» **DOCUMENT SOURCE**:
Lettre à monsieur Hollande à propos du 3ème plan autisme 

19 mai 2016 

  

Monsieur le Président, 

Ce n’est ni au nom d’une association, ni au nom d’un organisme professionnel de la santé qu’aujourd’hui je décide de m’adresser à vous, mais en tant que mère de 5 enfants dont le petit dernier, Théo, est diagnostiqué autiste de type Asperger. 

A l’heure des débats passionnés et des décisions à venir quant aux meilleures prises en charges possibles des personnes autistes, il me semble qu’il serait intéressant d’écouter les familles concernées… toutes les familles, et pas seulement celles qui ont signé le pacte comportementaliste, très à la mode, très mesurable et, admettons-le, très rentable. 

Je ne suis d’aucune obédience psychanalytique. Je ne suis d’aucun parti politique. Je veux me croire encore libre. Libre de choisir ce qu’il y a de mieux pour mes enfants, tous mes enfants. Théo comme les autres. Pourtant, il s’avère que c’est bien plus difficile pour lui, comme si le fait qu’il soit porteur d’un handicap m’ôtait le droit d’être complètement sa mère. Comme si j’avais des comptes à rendre à ce sujet. A qui ? je n’ai pas encore bien compris. 

Depuis l’émergence de son autisme, alors qu’il avait 2 ans, j’ai dû me battre, me battre sans cesse. Non pas contre son handicap ! Mais contre le système. Un système mal ficelé, mal conçu, mal pensé, mal géré. Un système édictant des lois emplies de failles, de brèches, de gouffres, de pièges. J’ai dû me battre pour faire valider un diagnostic, me battre pour trouver une prise en charge convenable, me battre pour garder la main sur cette prise en charge. Puis j’ai dû me battre encore pour ne pas le scolariser en dépit du bon sens, pour avoir le droit de lui faire école à la maison, n’ayant rien trouvé de convenable par le biais de l’éducation nationale. J’ai dû me battre toujours, pour lui trouver une école adaptée lorsque je ne me suis plus sentie capable de l’enseigner moi-même, déménageant pour cela à 500 kilomètres de chez moi. Et me battre surtout, en permanence, pour résister à l’envahissement du comportementalisme qui est à l’opposé de ce que je souhaite pour mon enfant, à l’opposé de ce que j’ai mis en place pour lui. Me battre pour avoir le droit de choisir ce que serait la vie de mon fils et notre vie auprès de lui.

» **ÉNONCÉ DU PROBLÈME**:
D'après la lettre sur le 3e plan autisme, à quel âge l'autisme de Théo est-il apparu ? La liste n'a aucun rôle ici.

(Enregistrements du jeu de données)
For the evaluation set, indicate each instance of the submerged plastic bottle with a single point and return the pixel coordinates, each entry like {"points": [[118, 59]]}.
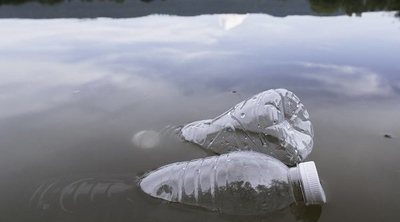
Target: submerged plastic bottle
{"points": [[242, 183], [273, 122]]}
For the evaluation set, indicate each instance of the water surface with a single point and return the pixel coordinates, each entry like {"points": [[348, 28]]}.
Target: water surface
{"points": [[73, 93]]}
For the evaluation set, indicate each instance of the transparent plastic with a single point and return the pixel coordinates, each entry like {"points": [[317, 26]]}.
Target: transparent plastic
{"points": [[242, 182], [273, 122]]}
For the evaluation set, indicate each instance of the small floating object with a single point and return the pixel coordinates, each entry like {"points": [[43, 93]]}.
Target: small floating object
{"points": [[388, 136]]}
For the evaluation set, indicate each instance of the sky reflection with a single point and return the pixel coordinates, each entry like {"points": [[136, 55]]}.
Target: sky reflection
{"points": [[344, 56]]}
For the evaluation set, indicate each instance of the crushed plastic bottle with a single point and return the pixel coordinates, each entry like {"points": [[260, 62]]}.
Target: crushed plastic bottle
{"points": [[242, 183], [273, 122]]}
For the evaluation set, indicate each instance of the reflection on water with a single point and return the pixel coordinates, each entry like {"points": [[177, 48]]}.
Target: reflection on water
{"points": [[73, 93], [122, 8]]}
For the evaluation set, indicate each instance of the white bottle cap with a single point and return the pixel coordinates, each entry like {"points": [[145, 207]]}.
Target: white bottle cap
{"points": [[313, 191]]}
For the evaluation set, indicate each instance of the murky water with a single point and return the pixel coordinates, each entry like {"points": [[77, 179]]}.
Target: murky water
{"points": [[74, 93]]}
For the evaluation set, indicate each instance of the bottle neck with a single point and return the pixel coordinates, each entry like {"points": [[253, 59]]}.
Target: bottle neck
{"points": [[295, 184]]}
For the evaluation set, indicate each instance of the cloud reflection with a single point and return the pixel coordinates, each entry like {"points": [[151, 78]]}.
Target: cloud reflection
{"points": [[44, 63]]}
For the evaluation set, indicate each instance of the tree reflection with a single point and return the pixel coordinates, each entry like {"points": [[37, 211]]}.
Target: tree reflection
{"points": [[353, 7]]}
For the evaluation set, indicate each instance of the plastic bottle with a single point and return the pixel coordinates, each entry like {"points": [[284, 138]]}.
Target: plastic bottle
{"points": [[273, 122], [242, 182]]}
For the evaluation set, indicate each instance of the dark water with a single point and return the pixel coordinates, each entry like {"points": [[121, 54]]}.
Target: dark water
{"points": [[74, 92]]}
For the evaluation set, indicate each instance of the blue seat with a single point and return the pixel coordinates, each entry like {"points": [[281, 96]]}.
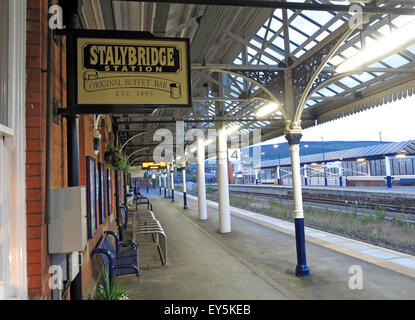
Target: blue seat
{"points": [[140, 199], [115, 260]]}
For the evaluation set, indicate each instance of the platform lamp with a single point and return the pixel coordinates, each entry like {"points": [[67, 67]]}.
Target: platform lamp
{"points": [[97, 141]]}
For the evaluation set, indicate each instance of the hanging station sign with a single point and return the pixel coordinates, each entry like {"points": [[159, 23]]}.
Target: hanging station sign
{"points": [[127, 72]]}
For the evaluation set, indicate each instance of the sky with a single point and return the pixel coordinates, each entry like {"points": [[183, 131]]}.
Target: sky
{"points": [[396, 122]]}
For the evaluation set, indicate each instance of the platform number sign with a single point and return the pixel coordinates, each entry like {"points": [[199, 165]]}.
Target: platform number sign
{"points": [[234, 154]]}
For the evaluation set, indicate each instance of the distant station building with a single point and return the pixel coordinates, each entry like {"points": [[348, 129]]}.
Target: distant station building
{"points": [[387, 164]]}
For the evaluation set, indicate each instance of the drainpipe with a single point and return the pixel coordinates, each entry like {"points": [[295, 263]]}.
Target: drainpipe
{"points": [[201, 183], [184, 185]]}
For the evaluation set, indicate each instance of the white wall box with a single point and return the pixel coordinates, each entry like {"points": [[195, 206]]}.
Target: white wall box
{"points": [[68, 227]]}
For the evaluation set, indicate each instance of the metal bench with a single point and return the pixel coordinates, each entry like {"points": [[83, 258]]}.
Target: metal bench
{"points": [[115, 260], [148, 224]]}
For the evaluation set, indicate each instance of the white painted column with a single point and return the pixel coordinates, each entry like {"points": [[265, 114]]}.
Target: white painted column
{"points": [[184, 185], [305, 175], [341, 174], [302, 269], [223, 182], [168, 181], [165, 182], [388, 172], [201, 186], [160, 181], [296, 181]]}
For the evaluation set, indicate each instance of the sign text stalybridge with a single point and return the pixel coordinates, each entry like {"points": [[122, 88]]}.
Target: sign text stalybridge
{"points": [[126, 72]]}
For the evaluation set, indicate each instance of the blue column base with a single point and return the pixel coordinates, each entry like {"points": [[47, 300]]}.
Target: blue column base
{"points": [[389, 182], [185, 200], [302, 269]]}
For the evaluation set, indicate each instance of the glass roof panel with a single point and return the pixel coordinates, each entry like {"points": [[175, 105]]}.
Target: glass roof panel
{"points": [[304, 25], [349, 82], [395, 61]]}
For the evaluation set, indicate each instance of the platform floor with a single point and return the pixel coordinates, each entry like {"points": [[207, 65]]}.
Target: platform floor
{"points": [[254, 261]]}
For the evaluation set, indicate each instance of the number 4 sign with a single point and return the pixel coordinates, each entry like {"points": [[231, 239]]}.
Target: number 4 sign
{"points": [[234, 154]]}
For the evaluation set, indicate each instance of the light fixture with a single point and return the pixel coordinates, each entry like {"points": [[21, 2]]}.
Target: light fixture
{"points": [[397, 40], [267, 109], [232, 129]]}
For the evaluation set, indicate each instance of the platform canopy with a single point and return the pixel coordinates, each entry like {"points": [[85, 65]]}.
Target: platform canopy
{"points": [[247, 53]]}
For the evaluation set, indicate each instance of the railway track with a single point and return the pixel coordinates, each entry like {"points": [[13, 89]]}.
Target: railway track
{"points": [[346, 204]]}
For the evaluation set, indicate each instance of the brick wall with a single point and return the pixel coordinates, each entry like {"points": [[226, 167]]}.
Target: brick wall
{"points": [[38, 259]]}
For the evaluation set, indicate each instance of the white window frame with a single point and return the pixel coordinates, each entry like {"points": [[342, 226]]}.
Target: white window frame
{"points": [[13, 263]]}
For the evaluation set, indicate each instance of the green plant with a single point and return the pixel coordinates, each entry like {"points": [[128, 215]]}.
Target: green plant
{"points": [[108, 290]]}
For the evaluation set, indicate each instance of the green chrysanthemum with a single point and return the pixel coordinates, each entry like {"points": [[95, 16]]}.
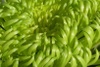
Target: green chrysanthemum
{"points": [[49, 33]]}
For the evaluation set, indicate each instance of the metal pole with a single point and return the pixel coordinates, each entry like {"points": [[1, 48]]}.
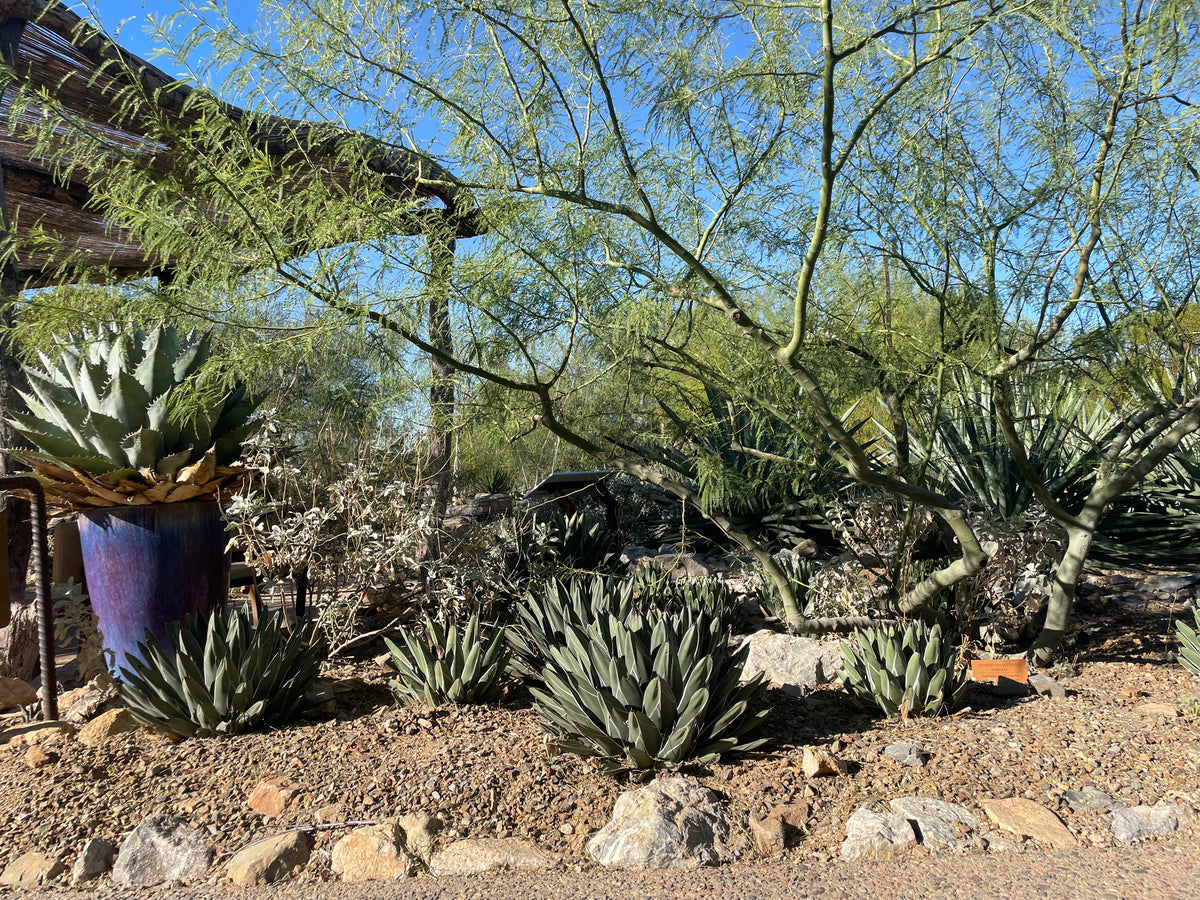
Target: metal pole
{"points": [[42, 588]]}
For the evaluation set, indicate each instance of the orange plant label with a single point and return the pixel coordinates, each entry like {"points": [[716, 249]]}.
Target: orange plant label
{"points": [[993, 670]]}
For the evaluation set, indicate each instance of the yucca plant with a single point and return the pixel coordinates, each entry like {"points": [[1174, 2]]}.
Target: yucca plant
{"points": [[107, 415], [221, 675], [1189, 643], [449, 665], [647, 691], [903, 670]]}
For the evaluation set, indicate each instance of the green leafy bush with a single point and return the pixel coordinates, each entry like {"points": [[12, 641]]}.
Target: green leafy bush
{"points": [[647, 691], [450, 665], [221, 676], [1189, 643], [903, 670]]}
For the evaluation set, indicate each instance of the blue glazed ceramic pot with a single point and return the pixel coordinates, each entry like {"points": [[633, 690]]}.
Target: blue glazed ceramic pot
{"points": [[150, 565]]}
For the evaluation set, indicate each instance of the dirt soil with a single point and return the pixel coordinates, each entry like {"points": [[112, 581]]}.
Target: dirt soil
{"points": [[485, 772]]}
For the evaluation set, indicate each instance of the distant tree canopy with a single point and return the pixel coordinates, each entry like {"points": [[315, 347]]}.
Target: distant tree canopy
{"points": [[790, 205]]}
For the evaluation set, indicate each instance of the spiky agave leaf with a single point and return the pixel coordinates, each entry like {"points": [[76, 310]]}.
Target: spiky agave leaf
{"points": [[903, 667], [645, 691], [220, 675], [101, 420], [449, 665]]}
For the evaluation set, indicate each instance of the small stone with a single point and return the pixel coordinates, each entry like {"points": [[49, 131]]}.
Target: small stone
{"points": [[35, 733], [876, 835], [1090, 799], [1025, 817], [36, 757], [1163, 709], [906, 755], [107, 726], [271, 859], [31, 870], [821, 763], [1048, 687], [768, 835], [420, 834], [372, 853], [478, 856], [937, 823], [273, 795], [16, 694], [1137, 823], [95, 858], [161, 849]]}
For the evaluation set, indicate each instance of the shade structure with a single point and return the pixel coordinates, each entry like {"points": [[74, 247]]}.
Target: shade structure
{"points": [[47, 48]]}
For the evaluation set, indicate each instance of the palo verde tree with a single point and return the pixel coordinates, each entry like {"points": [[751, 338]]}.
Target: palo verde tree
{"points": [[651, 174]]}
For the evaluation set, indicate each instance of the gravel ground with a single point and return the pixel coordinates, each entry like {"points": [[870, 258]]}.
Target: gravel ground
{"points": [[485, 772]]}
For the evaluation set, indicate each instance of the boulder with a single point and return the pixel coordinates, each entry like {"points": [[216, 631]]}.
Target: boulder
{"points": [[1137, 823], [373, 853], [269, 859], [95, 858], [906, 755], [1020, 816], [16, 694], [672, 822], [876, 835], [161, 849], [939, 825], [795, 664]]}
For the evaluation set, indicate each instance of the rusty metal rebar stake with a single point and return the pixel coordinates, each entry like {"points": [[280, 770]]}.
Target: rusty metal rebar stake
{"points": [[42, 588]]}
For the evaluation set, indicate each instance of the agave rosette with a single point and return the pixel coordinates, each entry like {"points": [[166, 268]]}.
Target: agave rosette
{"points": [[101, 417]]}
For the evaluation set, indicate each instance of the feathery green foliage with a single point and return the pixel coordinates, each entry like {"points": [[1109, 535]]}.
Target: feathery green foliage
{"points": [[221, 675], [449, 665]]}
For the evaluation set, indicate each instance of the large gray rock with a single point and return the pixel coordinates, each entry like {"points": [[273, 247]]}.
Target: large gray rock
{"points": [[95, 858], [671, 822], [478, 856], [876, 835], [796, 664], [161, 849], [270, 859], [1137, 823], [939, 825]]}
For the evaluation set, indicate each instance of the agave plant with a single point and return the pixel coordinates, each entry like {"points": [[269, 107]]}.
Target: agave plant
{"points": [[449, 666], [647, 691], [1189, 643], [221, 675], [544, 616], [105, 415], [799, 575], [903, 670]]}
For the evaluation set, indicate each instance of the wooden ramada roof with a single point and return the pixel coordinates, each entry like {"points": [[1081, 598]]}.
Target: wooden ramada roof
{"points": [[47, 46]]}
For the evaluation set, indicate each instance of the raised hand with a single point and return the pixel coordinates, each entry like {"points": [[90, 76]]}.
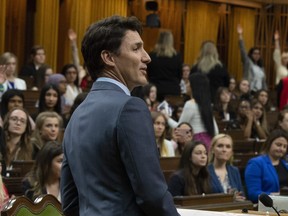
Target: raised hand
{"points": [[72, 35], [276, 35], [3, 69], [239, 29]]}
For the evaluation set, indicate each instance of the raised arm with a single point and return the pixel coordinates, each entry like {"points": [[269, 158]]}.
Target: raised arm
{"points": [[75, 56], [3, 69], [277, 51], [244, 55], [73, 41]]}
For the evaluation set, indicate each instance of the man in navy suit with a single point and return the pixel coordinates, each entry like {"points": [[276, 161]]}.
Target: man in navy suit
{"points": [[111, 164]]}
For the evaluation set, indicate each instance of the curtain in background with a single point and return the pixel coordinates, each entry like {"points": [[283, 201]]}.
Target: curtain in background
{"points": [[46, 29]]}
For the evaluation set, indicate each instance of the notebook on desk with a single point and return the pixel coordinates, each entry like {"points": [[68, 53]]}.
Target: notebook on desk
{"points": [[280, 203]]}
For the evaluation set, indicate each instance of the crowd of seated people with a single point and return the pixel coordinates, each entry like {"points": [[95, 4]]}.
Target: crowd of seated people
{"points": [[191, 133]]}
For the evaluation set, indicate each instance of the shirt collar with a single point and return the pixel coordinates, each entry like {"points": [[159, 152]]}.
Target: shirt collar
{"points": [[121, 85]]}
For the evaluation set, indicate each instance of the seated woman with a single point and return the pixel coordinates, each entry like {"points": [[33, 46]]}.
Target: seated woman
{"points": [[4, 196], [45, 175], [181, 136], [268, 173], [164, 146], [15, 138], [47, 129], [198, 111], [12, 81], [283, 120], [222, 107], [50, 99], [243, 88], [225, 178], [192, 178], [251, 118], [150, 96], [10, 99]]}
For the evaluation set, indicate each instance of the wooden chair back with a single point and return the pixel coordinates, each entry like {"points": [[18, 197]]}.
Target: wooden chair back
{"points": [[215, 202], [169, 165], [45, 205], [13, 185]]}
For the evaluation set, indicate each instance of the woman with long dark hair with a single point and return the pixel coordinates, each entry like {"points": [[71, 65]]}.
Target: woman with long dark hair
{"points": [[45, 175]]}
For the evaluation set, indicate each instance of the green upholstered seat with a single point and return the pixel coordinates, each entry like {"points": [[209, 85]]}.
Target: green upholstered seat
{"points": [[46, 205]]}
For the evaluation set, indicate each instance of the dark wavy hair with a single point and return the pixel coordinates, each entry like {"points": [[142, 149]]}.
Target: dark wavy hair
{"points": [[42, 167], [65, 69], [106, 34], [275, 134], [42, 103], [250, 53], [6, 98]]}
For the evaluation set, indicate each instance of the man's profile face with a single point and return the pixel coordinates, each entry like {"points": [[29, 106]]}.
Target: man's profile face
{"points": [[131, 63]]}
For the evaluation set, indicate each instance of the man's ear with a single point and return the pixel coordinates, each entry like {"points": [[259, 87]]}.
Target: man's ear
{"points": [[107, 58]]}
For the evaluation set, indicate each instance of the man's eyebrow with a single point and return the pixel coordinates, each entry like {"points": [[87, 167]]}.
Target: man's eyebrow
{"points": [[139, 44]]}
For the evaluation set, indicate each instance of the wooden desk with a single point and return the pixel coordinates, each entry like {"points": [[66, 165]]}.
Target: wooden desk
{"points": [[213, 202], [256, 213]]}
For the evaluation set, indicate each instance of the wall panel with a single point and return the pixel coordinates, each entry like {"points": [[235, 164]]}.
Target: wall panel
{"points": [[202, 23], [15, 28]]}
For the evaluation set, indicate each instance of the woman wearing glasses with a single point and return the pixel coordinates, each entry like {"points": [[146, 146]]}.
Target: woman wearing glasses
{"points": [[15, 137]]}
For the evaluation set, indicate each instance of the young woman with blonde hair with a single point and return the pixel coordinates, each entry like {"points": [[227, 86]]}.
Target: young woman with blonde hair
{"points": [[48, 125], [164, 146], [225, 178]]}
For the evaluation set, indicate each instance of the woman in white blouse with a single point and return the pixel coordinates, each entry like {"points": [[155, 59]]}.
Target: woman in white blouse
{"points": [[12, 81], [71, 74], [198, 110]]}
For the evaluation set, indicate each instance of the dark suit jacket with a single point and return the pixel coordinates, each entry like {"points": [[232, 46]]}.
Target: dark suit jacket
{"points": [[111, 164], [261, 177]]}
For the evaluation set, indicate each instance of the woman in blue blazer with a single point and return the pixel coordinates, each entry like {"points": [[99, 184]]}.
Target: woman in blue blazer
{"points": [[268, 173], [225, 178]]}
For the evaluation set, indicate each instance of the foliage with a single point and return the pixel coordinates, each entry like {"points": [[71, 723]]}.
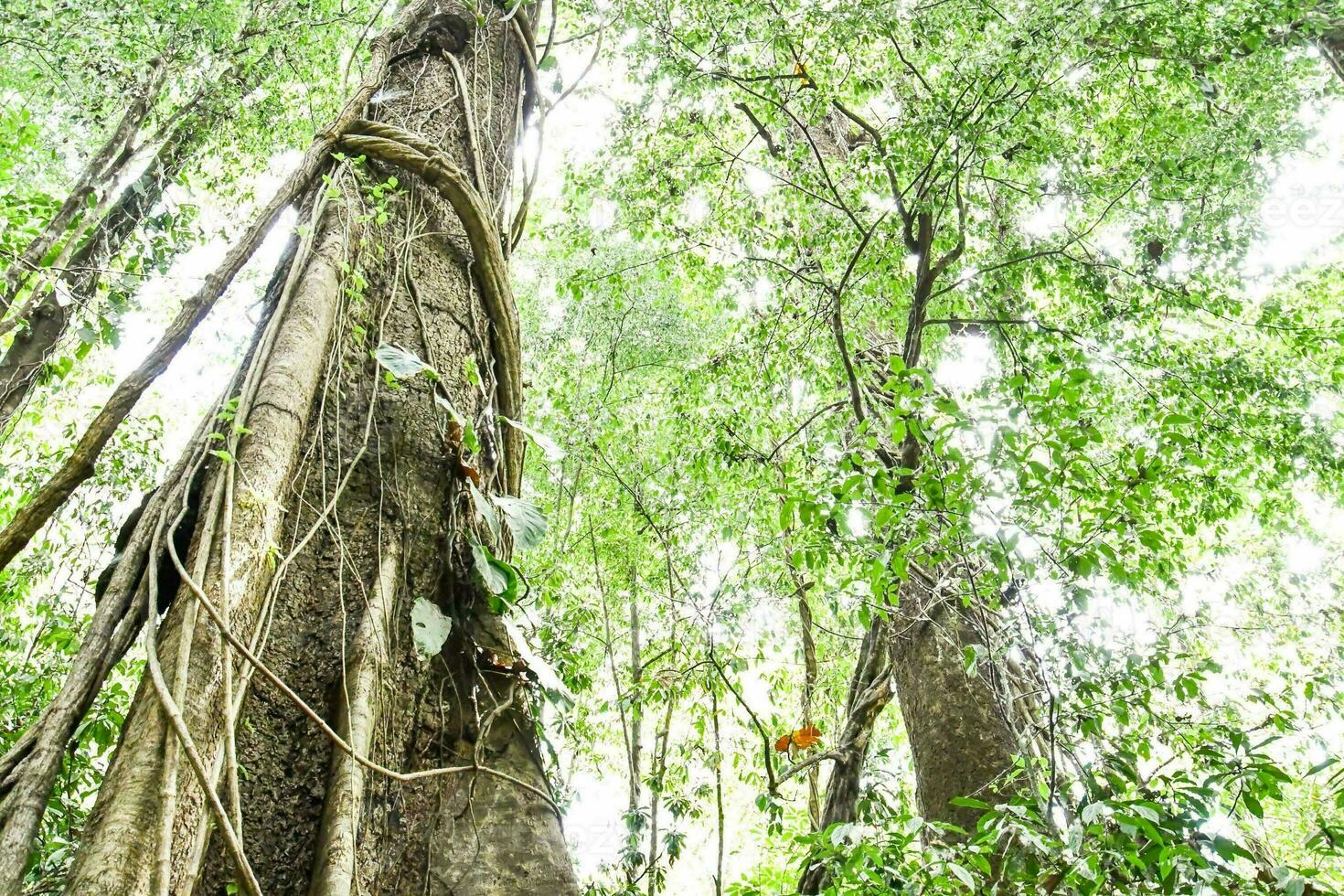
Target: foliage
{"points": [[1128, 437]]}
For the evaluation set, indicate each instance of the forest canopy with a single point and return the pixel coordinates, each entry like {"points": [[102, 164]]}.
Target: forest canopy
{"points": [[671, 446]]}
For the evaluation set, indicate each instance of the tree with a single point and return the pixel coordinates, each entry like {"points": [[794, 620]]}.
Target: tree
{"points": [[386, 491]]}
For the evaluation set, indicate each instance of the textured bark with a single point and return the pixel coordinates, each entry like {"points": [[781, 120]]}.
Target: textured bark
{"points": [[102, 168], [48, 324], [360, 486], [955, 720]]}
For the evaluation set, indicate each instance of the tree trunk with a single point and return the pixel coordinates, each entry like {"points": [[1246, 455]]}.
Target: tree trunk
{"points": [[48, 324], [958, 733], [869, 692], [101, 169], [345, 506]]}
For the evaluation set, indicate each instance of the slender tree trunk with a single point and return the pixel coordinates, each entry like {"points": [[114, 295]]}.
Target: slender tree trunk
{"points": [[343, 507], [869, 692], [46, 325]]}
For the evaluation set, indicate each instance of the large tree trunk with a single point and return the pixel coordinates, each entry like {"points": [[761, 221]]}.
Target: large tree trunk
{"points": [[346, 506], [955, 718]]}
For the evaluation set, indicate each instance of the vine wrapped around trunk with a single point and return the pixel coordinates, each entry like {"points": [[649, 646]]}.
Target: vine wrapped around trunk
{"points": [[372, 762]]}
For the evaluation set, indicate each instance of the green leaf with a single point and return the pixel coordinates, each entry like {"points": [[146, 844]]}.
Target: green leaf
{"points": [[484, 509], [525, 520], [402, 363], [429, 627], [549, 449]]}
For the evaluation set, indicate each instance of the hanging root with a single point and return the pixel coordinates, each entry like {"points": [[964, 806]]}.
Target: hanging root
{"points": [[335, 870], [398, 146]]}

» **RÉSULTAT ATTENDU**:
À 2 ans.